Retype the full listing without altering anything.
***** Given data *****
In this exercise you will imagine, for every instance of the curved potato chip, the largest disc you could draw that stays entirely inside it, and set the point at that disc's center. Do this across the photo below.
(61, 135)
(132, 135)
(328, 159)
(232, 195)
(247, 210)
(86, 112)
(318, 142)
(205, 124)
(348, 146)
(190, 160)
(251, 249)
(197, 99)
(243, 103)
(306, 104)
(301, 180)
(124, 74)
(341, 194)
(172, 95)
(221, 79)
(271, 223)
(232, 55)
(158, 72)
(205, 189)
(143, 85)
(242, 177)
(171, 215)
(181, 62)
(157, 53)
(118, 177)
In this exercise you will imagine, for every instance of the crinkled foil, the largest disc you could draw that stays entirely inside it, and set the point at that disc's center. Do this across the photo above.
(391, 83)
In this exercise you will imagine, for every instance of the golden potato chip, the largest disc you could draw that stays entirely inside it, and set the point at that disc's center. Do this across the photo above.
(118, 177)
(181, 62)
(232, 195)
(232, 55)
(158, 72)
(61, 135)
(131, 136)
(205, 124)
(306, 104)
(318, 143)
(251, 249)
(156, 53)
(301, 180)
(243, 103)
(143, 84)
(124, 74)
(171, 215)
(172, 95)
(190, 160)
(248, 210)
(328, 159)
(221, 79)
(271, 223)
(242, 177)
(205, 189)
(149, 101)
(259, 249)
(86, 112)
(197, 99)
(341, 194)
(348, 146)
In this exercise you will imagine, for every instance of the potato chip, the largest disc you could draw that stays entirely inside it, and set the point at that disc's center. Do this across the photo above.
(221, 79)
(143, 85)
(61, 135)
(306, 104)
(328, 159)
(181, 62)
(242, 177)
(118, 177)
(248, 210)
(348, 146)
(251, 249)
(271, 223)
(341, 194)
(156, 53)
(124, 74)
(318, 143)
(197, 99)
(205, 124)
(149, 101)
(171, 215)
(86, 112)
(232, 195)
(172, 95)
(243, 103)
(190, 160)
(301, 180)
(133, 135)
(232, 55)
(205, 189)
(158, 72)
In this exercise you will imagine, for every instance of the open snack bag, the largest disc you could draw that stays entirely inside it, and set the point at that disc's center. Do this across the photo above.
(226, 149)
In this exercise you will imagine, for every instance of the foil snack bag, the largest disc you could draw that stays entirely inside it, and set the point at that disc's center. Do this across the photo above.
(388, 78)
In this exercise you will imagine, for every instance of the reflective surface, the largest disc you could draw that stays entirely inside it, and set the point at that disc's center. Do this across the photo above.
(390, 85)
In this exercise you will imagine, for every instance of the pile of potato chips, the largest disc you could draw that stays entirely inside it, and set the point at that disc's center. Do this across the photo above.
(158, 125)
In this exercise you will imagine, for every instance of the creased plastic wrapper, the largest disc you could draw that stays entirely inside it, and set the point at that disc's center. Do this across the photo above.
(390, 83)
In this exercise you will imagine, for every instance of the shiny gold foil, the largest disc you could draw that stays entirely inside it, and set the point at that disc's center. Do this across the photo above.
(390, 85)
*****
### Problem solution
In this exercise you will imagine, for every instance of the curved potato chip, the largest disc you could draw that stays entirely inside it, and set the point at that disc's center. Do this across the photo below.
(61, 135)
(132, 135)
(328, 159)
(232, 195)
(247, 210)
(86, 112)
(318, 142)
(205, 124)
(348, 146)
(190, 160)
(251, 249)
(197, 99)
(243, 103)
(306, 104)
(301, 180)
(124, 74)
(341, 194)
(172, 95)
(221, 79)
(271, 223)
(232, 55)
(158, 72)
(205, 189)
(143, 85)
(242, 177)
(171, 215)
(181, 62)
(157, 53)
(118, 177)
In this exercise you will imagine, for every instance of the crinkled foil, the largest disc you could draw that stays entirely inside it, and set the point at that disc's center. Do this across the photo above.
(391, 83)
In this exercise you will imagine, for every instance of the golden potato chip, the largest disc you could draw that stays entirely inside it, and set the point at that disc's center. Do this across the photo above.
(118, 177)
(181, 62)
(232, 195)
(232, 55)
(158, 72)
(61, 135)
(131, 136)
(205, 124)
(306, 104)
(318, 143)
(251, 249)
(156, 53)
(301, 180)
(243, 103)
(143, 84)
(124, 74)
(171, 215)
(172, 95)
(190, 160)
(248, 210)
(328, 159)
(221, 79)
(271, 223)
(242, 177)
(205, 189)
(149, 101)
(259, 249)
(86, 112)
(197, 99)
(341, 194)
(348, 146)
In this exercise you will imagine, for every instance of the potato chip, the largest disc you could draw that stays entirely inside it, and set the point at that disc's center. Do this across the photo above.
(221, 79)
(143, 85)
(61, 135)
(306, 104)
(328, 159)
(181, 62)
(242, 177)
(118, 177)
(248, 210)
(348, 146)
(251, 249)
(271, 223)
(341, 194)
(156, 53)
(124, 74)
(318, 143)
(197, 99)
(205, 124)
(149, 101)
(171, 215)
(86, 112)
(232, 195)
(172, 95)
(243, 103)
(190, 160)
(301, 180)
(133, 135)
(232, 55)
(205, 189)
(158, 72)
In this exercise you will imagine, for every instance of the open snack bag, the largest disc you could draw that stays entirely inside it, and set the point at that disc's center. Do this across the photo above.
(226, 149)
In this exercise you will imagine, for every instance of the foil snack bag, the largest disc you could draw that stays entirely inside it, and set the point at that disc's center. Do this across the photo above.
(388, 78)
In this exercise you will imagine, for every instance of the reflective surface, the largest disc you could draw that stays entirely inside it, and set the point at that disc's center. Do this across the photo above.
(390, 85)
In this exercise you will imagine, for every instance of the pile of potato chips, the largest disc you could draw that stays entirely inside it, and set the point at that disc's center. Do this across the photo above.
(158, 125)
In this exercise you will imagine, for every instance of the creased plastic wrapper, the largest disc you could draw that stays entirely inside it, and set the point at that disc's center. Do this across the photo above.
(390, 83)
In this exercise you will imagine, for every instance of the shiny gold foil, the largest disc you could draw that stays entirely inside it, and set the point at that disc's center. Do this across the photo above.
(390, 85)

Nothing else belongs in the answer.